Print out the whole passage on combustion chamber windows below, word for word.

_Excerpt to read_:
────────────────────────────────────────
The present invention relates to internal combustion engines and in particular to a system for precise measurement of combustion for engine control.
Modern internal combustion engines provide sophisticated control systems for managing combustion to increase engine efficiency and/or reduce undesired emissions. Such control systems may adjust spark timing, fuel timing and amount, and valve timing to adjust combustion conditions within the engine to a target state under varying loads, fuel grades, and environmental conditions.
The desired target state for optimal combustion is unstable and for this reason the control system must constantly monitor the combustion process as it evolves to recompute the control outputs. For this purpose, it is important to have accurate knowledge of combustion temperature and other features of the combustion gas within the combustion chamber. Such information is difficult to obtain. Experimental internal combustion engines for research may provide windows into the combustion chamber that allow direct monitoring of the combustion process; however, windows are subject to fouling by soot and the like and require regular cleaning. This requirement for regular cleaning makes such combustion chamber windows largely impractical for commercial engines.
The present invention places combustion chamber windows in the cylinder wall at locations where they may be wiped by the piston rings of the piston to remove obscuring particulate matter. Because windows placed in this position are inevitably coated with contaminated oil distributed over the cylinder walls by the piston rings, the cylinder walls would appear to be a poor candidate for window location. The inventors, however, have determined that a controlled thin layer of contaminated oil permits sufficient transmission for absorption spectrometry. The result is a system that can provide real-time combustion gas analysis suitable for long-term use in commercial engines.
Specifically then, the present invention provides an internal combustion engine having a combustion chamber providing a cylindrical passageway terminating at a cylinder head. A piston is sized to slidably reciprocate within the cylindrical passageway and includes at least one piston ring encircling the piston and elastically biased outward to engage inner walls of the cylindrical passageway with movement of the piston. The combustion chamber includes at least one window on the inner wall of the cylindrical passageway providing a passage of light into and out of the combustion chamber through the inner wall, an inner surface of the window positioned proximate to the inner surface to be cleared of optically obscuring contamination by movement of the piston ring thereacross with reciprocation of the piston.
────────────────────────────────────────
_Supplied material_:

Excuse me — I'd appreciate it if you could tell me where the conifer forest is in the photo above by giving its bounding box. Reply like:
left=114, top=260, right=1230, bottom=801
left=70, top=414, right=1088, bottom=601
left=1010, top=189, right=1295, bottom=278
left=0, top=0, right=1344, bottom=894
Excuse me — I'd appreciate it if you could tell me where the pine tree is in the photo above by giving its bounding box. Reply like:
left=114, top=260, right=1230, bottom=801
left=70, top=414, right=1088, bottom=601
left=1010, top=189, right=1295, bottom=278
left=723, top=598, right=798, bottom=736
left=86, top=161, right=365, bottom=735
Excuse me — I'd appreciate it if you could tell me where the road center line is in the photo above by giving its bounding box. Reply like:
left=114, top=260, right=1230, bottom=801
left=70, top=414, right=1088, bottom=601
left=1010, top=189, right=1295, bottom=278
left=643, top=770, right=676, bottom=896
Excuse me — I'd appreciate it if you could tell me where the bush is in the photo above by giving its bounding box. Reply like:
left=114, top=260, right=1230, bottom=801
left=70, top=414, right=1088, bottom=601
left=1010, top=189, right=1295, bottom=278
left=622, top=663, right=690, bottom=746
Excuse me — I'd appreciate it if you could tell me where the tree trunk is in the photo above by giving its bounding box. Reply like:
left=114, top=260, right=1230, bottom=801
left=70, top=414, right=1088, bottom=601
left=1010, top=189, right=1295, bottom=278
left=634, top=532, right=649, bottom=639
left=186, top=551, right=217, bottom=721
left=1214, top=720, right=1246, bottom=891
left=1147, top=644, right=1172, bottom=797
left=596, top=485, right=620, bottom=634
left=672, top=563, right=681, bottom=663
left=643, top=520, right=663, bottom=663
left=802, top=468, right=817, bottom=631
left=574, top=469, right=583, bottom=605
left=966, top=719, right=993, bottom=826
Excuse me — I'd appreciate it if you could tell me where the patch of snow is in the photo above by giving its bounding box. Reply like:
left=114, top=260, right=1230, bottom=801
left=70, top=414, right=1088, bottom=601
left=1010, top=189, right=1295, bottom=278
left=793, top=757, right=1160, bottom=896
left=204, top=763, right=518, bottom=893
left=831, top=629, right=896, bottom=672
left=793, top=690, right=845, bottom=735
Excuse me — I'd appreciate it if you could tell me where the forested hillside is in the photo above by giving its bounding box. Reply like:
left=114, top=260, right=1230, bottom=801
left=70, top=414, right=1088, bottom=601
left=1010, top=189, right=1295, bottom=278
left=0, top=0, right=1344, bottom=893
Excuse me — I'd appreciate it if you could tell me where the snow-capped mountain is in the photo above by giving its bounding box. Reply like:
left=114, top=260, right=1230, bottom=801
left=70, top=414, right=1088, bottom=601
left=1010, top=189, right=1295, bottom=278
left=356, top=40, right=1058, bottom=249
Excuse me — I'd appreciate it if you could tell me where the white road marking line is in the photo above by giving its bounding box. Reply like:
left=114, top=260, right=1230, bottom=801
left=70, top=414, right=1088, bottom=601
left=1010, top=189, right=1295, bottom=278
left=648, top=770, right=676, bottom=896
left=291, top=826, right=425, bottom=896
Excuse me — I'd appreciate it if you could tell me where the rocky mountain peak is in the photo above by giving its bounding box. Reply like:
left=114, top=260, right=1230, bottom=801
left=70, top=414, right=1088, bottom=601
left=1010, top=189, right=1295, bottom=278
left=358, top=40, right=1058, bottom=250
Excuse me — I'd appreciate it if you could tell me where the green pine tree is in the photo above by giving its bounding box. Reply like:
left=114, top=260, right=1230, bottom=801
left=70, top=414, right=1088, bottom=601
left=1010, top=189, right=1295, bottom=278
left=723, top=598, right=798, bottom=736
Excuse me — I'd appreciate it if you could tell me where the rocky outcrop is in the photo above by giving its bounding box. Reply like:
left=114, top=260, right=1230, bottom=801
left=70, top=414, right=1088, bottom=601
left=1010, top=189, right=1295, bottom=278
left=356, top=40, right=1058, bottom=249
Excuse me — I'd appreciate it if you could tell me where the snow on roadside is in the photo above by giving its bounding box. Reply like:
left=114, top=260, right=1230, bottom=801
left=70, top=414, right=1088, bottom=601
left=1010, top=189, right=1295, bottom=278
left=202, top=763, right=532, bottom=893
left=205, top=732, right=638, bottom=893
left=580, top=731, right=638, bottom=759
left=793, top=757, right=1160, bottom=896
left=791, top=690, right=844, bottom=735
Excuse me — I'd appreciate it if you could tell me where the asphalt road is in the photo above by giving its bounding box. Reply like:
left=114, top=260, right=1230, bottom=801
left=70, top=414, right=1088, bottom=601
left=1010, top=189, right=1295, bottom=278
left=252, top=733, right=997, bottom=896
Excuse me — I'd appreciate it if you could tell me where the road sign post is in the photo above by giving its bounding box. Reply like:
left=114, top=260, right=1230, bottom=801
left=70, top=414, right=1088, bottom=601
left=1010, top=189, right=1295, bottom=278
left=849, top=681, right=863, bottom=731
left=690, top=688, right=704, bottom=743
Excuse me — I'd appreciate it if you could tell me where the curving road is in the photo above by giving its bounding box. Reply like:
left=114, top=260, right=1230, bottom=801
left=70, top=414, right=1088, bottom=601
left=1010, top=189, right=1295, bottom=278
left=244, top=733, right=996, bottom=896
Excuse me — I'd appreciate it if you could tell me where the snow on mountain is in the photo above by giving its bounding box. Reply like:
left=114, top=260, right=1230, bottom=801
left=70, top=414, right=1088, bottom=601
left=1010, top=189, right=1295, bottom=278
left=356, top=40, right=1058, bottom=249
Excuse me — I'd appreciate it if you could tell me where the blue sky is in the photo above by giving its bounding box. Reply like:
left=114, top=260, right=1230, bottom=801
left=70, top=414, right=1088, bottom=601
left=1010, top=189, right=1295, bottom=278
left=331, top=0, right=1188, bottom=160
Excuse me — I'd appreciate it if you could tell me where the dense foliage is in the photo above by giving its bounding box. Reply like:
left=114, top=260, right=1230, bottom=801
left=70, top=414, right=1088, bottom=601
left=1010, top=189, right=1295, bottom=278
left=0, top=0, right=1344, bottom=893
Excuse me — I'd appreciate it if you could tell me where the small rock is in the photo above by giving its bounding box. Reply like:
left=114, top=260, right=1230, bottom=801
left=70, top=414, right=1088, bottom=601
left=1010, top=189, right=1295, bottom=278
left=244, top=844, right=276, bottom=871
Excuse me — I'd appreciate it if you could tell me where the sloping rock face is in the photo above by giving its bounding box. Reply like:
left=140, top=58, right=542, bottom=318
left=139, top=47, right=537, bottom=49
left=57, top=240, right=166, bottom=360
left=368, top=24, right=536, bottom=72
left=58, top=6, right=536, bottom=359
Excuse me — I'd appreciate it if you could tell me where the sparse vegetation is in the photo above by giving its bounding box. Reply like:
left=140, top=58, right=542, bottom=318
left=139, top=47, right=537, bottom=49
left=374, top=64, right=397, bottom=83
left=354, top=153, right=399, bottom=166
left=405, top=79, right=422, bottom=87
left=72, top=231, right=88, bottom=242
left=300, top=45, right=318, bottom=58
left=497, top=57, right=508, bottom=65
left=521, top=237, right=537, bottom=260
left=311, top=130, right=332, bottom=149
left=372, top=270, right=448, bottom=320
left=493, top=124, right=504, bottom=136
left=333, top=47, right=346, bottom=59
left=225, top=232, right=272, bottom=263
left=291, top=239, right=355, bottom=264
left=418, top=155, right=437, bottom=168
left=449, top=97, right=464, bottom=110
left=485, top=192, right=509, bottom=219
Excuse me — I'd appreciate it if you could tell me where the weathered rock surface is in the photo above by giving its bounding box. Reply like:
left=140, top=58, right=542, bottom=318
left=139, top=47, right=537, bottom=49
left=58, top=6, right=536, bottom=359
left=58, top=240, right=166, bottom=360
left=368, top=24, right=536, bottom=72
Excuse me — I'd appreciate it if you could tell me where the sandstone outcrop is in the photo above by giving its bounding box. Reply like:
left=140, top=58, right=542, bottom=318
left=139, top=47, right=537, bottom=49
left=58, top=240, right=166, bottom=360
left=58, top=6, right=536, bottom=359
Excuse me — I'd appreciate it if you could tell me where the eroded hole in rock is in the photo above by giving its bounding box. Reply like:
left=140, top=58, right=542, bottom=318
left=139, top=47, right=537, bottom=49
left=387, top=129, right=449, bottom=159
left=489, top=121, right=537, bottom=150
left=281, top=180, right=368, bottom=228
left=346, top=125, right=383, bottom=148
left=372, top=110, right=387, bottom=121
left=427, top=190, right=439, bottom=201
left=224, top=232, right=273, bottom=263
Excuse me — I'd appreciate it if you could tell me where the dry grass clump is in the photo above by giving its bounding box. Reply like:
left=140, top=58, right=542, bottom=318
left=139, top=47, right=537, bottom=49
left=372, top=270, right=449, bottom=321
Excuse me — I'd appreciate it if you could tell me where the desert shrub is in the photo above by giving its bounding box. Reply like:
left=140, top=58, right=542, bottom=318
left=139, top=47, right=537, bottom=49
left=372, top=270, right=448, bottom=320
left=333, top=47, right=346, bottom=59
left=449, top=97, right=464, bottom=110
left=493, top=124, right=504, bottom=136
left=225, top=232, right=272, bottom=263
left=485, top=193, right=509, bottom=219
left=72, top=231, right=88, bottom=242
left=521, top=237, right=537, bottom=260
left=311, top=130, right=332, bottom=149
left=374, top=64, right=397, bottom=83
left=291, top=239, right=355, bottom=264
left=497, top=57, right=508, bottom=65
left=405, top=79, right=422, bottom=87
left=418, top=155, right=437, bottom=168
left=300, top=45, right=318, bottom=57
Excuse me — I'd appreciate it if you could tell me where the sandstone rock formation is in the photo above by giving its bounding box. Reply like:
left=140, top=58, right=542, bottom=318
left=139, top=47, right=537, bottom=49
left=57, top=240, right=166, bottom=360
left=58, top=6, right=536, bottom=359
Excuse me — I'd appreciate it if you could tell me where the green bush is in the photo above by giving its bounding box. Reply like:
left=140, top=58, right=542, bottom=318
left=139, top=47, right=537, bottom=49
────────────────────────────────────────
_Output_:
The present invention relates to internal combustion engines and in particular to a system for precise measurement of combustion for engine control.
Modern internal combustion engines provide sophisticated control systems for managing combustion to increase engine efficiency and/or reduce undesired emissions. Such control systems may adjust spark timing, fuel timing and amount, and valve timing to adjust combustion conditions within the engine to a target state under varying loads, fuel grades, and environmental conditions.
The desired target state for optimal combustion is unstable and for this reason the control system must constantly monitor the combustion process as it evolves to recompute the control outputs. For this purpose, it is important to have accurate knowledge of combustion temperature and other features of the combustion gas within the combustion chamber. Such information is difficult to obtain. Experimental internal combustion engines for research may provide windows into the combustion chamber that allow direct monitoring of the combustion process; however, windows are subject to fouling by soot and the like and require regular cleaning. This requirement for regular cleaning makes such combustion chamber windows largely impractical for commercial engines.
The present invention places combustion chamber windows in the cylinder wall at locations where they may be wiped by the piston rings of the piston to remove obscuring particulate matter. Because windows placed in this position are inevitably coated with contaminated oil distributed over the cylinder walls by the piston rings, the cylinder walls would appear to be a poor candidate for window location. The inventors, however, have determined that a controlled thin layer of contaminated oil permits sufficient transmission for absorption spectrometry. The result is a system that can provide real-time combustion gas analysis suitable for long-term use in commercial engines.
Specifically then, the present invention provides an internal combustion engine having a combustion chamber providing a cylindrical passageway terminating at a cylinder head. A piston is sized to slidably reciprocate within the cylindrical passageway and includes at least one piston ring encircling the piston and elastically biased outward to engage inner walls of the cylindrical passageway with movement of the piston. The combustion chamber includes at least one window on the inner wall of the cylindrical passageway providing a passage of light into and out of the combustion chamber through the inner wall, an inner surface of the window positioned proximate to the inner surface to be cleared of optically obscuring contamination by movement of the piston ring thereacross with reciprocation of the piston.